Records for this exercise:
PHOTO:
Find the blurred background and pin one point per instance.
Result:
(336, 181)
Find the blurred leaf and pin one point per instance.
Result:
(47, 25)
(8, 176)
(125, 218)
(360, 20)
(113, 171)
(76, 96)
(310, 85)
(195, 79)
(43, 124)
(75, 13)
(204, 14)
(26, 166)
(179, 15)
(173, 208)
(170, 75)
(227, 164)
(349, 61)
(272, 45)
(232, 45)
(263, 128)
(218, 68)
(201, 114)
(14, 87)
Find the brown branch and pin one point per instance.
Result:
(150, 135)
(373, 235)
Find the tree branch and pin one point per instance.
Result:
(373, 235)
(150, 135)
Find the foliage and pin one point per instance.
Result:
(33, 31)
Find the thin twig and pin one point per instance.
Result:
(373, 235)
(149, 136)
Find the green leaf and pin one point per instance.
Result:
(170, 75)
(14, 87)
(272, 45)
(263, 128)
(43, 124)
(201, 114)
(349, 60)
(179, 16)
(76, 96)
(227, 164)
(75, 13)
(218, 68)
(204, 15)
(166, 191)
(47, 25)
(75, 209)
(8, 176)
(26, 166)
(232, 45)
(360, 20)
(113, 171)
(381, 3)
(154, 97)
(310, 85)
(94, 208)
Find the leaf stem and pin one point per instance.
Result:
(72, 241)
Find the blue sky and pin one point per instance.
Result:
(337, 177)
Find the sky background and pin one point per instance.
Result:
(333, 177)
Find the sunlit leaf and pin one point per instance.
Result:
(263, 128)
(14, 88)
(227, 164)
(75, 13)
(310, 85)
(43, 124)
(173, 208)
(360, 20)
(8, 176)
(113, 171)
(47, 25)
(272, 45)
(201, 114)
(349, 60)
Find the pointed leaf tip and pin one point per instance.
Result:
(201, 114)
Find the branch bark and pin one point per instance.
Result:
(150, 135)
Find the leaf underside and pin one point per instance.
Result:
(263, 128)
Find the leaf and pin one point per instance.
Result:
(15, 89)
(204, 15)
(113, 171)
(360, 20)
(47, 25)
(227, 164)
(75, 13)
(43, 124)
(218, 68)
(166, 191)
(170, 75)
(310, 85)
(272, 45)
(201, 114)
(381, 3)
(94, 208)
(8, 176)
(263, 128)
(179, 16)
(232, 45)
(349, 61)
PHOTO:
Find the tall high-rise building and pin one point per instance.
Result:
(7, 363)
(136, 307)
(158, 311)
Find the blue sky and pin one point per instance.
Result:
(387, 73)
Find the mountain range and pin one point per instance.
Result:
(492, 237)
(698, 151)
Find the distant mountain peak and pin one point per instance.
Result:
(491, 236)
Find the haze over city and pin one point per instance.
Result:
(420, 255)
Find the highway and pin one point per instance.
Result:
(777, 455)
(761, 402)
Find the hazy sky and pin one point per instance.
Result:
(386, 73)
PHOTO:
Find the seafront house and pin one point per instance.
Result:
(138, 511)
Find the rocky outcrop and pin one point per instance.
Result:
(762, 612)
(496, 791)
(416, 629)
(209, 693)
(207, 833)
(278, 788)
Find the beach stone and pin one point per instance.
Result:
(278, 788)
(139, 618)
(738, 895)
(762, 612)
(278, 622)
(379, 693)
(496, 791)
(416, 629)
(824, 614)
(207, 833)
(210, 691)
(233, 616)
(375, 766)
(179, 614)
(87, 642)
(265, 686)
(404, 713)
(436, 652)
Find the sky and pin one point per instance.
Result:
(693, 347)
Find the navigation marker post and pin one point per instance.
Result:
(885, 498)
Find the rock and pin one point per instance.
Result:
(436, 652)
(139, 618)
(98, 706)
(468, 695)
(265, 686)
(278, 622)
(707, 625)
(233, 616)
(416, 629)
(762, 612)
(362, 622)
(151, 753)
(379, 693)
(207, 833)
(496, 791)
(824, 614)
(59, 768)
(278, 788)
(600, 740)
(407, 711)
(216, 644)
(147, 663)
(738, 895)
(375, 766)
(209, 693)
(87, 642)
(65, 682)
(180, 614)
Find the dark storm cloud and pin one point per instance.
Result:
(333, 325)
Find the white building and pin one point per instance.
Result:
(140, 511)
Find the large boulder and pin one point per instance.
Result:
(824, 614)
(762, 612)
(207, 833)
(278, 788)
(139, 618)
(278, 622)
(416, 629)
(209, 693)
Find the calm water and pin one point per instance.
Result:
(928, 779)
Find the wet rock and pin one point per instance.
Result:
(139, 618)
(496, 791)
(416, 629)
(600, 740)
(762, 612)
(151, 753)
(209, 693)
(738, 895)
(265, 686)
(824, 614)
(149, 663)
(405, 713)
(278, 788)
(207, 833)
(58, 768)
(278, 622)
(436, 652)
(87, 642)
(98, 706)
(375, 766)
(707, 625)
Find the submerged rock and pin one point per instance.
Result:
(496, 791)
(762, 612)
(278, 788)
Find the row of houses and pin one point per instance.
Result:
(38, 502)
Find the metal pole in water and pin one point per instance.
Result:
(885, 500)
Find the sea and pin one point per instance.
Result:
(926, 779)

---

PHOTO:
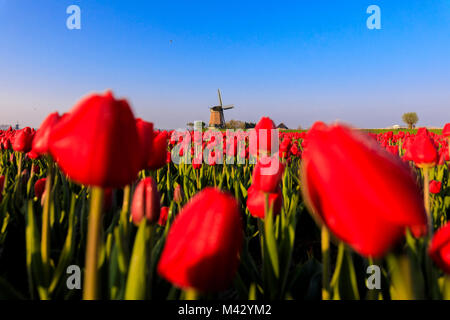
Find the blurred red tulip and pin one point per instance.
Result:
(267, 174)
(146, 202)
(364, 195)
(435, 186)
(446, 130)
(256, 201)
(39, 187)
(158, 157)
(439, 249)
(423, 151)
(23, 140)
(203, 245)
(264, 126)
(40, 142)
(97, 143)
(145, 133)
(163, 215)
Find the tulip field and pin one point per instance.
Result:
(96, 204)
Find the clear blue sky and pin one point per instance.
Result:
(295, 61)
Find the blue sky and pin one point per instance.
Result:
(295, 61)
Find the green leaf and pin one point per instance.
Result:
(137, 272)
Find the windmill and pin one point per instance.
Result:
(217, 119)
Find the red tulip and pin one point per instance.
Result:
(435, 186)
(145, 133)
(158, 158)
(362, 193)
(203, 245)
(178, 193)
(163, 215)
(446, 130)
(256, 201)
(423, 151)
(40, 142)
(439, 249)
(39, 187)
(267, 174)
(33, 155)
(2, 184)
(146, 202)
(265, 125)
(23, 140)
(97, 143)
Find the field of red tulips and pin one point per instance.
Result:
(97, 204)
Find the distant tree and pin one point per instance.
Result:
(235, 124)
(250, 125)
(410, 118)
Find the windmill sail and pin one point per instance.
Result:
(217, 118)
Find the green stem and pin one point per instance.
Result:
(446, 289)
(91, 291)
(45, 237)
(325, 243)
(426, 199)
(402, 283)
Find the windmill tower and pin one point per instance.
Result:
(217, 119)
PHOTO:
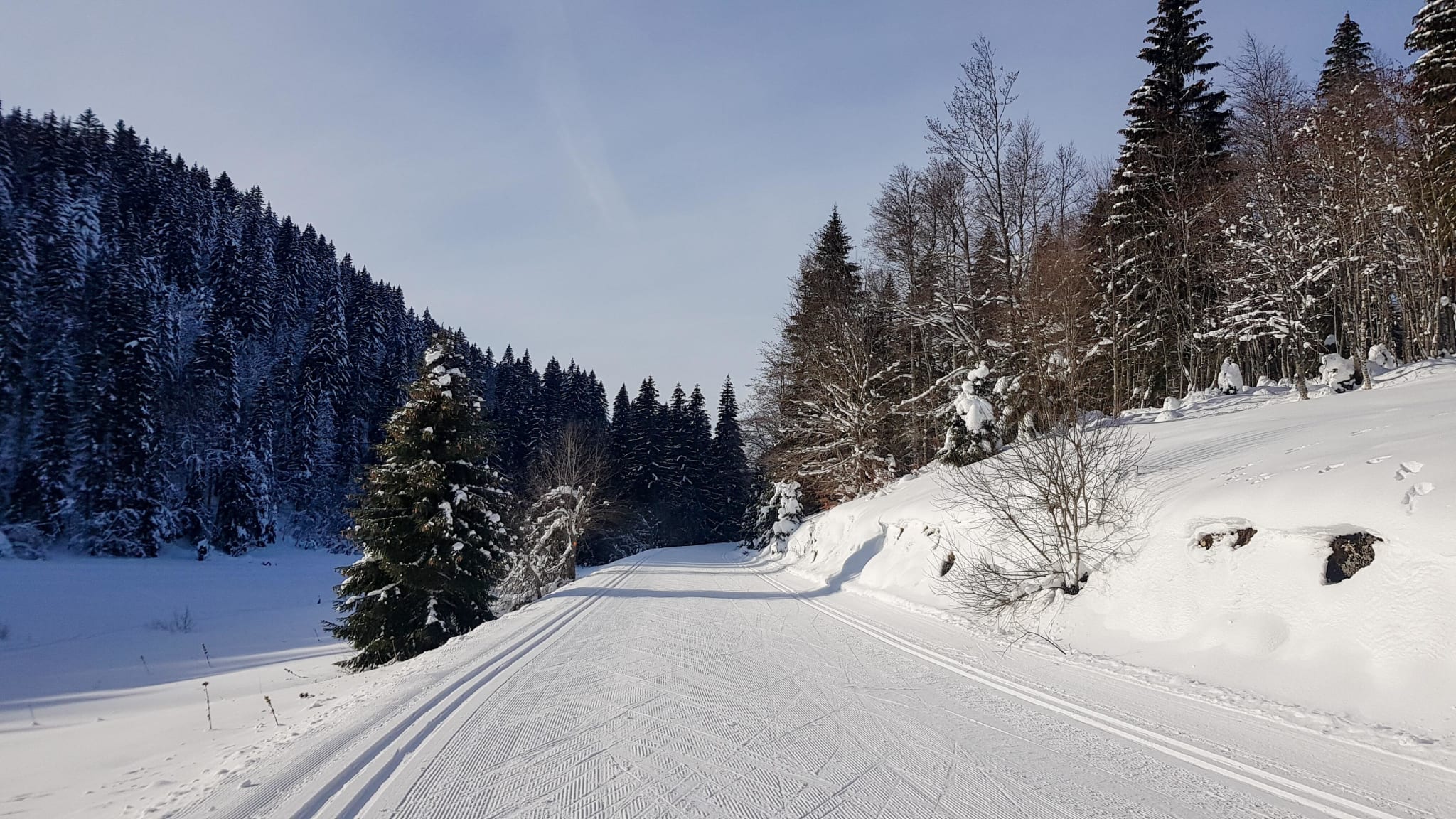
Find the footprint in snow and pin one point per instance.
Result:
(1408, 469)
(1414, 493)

Task prompt: Pull every line containing the word "leaf" out of the material.

Response area:
Find the blurred leaf and pin one point per instance.
Find the green leaf and pin one point per instance.
Find the leaf stem and pin one point per instance.
Find the sunlit leaf and pin one point per instance.
Find the pointed leaf tip and pin one point per instance.
Find the leaf underside and pin one point per instance.
Find the leaf and pin one point per instance.
Find the green leaf and pin one point per instance.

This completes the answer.